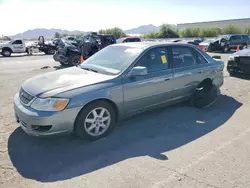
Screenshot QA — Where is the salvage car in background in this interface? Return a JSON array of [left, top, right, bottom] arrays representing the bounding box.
[[227, 46, 250, 76], [14, 42, 224, 141], [53, 32, 116, 66], [199, 34, 250, 53]]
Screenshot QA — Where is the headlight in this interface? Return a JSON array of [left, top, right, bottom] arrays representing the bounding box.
[[228, 56, 235, 61], [31, 97, 69, 111]]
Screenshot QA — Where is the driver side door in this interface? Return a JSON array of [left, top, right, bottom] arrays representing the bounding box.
[[122, 46, 174, 115], [12, 40, 25, 52]]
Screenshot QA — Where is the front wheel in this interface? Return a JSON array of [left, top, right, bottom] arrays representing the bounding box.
[[1, 49, 11, 57], [59, 61, 68, 66], [75, 101, 116, 141], [68, 54, 80, 66], [223, 45, 230, 53]]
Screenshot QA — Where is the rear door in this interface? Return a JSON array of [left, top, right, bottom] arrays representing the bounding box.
[[122, 46, 174, 114], [12, 40, 25, 52], [169, 45, 209, 98]]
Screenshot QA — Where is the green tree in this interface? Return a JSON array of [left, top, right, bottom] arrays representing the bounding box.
[[180, 28, 196, 37], [158, 24, 179, 38], [54, 32, 62, 38], [244, 26, 250, 35], [198, 27, 221, 37], [99, 27, 126, 39], [222, 25, 242, 34]]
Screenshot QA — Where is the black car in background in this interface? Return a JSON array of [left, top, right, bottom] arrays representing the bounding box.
[[227, 47, 250, 76], [199, 34, 250, 53]]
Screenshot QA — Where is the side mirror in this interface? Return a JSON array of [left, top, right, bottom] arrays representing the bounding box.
[[127, 66, 147, 77], [212, 55, 221, 60]]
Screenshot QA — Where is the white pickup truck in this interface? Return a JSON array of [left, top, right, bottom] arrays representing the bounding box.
[[0, 37, 57, 57], [0, 39, 29, 57]]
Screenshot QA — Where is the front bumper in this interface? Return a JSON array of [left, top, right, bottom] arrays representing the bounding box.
[[227, 58, 250, 75], [53, 53, 68, 63], [13, 93, 81, 137], [0, 48, 2, 53]]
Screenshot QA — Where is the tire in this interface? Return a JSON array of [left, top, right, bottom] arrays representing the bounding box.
[[75, 101, 116, 141], [207, 45, 212, 52], [192, 85, 219, 108], [47, 48, 55, 55], [228, 70, 235, 77], [43, 50, 48, 55], [68, 54, 80, 66], [1, 49, 11, 57], [223, 45, 230, 53], [59, 61, 67, 66]]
-=-=-=-=-
Activity:
Nothing but the exact text of the records should appear in your answer, with no pictures. Please write it out.

The completed task:
Screenshot QA — Where is the salvage car in background in this interface? Return a JSON array of [left, top, right, bottom] arrays representing the bounding box.
[[227, 46, 250, 76], [14, 42, 224, 141], [53, 32, 116, 66], [199, 34, 250, 53]]
Screenshot QA — Where is the headlight in this interface? Return a JSON array of [left, top, right, bottom] arrays representing the bounding box.
[[228, 56, 235, 61], [31, 97, 69, 111]]
Screenshot QA — Where is the driver side door in this interface? Return a JSON array of [left, top, right, bottom] arrays representing the bounding box.
[[122, 46, 174, 115], [12, 40, 25, 52]]
Screenshot QA — Where is the front wheel in this interface? Return a JSON array of [left, top, right, bottom] arrays representing the bounding box.
[[1, 49, 11, 57], [59, 61, 68, 66], [75, 101, 116, 141], [68, 54, 80, 66], [223, 45, 230, 53]]
Screenshot QA — Where is the rear door in this interface? Return a JSON array of [left, top, right, bottom] arrays representing the bounding box.
[[122, 46, 174, 114], [12, 40, 25, 52], [169, 45, 209, 98]]
Screenshot QA — Where is the green tree in this interface? Return a JSON array of [left, top, right, bottom] arrays representing the bounding box.
[[180, 28, 196, 37], [158, 24, 179, 38], [54, 32, 62, 38], [244, 26, 250, 35], [198, 27, 221, 37], [99, 27, 126, 39], [222, 25, 242, 34]]
Screenshot QA — Where is the black car in background in this interface? Return a JSON array of [left, top, right, bottom] arrays representing the bounding box.
[[227, 47, 250, 76], [199, 34, 250, 53]]
Screenshot QA — Where is the side mirror in this interface? Return a JSON array of [left, top, right, bottom] arrays representing the bounding box.
[[127, 66, 147, 77], [212, 55, 221, 60]]
Screenshot QA — Where is the white pickup truck in this interface? Return a JSON array of [left, top, right, bottom] arrays representing the bounding box.
[[0, 37, 57, 57], [0, 39, 29, 57]]
Screenshot QA — Where is the front bumper in this interface? Return a JSON array of [left, top, right, bottom] arrays representing the bounding box.
[[227, 58, 250, 75], [53, 53, 68, 63], [13, 93, 81, 137], [0, 48, 2, 53]]
Screenshot QA — Where is the tire in this interface? Return a JSON array of [left, top, right, bottom] arrays representing the bounding box.
[[75, 101, 116, 141], [207, 45, 212, 52], [192, 85, 219, 108], [47, 48, 55, 55], [228, 70, 235, 77], [43, 50, 48, 55], [68, 54, 80, 66], [1, 49, 11, 57], [223, 45, 230, 53], [59, 61, 67, 66]]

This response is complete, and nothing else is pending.